> Written problem: Return each line of the rows below that contains the string "portion", and treat uppercase and lowercase letters as different.

> Data supplied:
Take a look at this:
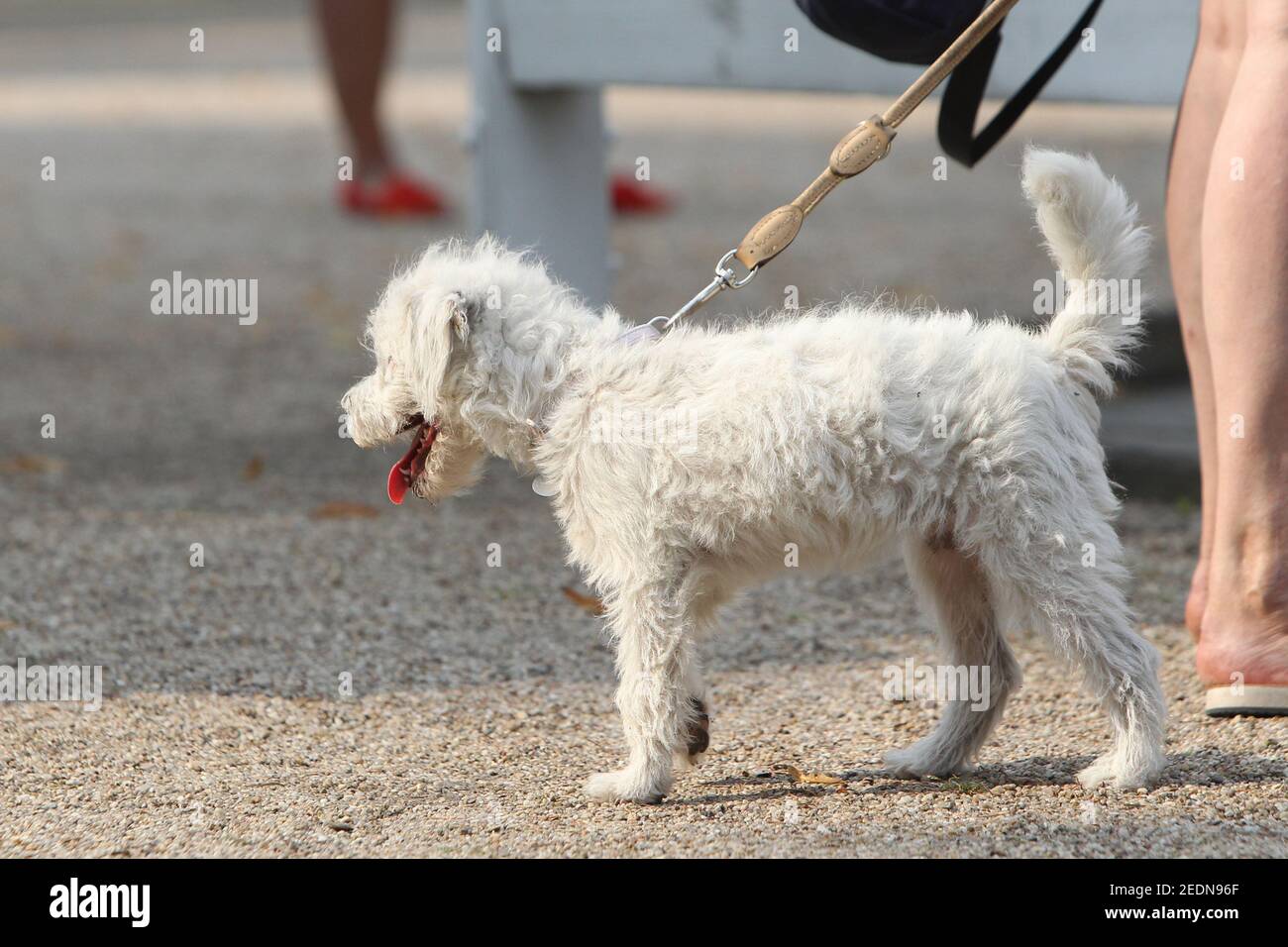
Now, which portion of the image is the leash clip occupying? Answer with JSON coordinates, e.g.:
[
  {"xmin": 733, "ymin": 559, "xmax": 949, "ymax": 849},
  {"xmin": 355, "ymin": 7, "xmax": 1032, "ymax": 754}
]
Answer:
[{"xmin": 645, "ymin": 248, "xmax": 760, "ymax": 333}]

---

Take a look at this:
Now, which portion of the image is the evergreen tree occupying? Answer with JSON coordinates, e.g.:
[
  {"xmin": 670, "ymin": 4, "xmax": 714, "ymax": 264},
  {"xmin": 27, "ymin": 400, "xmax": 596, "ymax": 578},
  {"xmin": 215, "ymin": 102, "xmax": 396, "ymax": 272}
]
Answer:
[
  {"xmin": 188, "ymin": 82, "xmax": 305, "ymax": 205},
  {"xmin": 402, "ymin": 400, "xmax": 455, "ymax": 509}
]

> Answer for the task:
Now, which portion of the image is the leash clip occupying? Answer with JSON coordinates, e.g.:
Now, which portion of the image is the evergreen tree occupying? Answer with JSON coordinates, e.g.:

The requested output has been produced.